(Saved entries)

══════════

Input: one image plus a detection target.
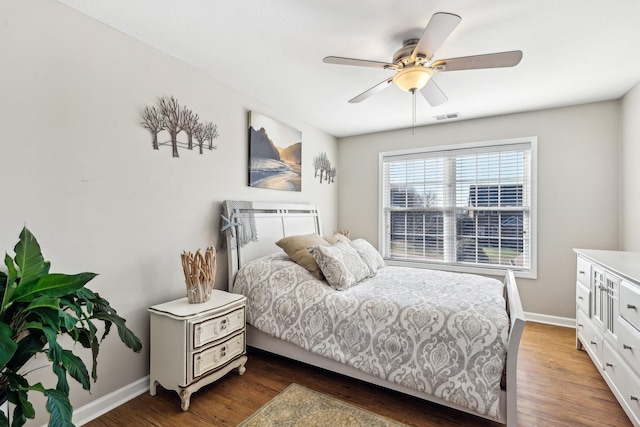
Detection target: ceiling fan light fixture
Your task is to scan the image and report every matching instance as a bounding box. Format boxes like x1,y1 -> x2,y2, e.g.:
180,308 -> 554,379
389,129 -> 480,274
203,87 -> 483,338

══════════

[REQUEST]: Copy all of the records above word for word, leaving the pictures out.

[SOLUTION]:
Input: one image plus a detection target.
Detection target: ceiling fan light fixture
Your task is to scan the image and report every matching instance as a bounding box. Format boxes like x1,y1 -> x2,y2, e.g.:
180,308 -> 554,379
389,129 -> 480,274
203,87 -> 483,338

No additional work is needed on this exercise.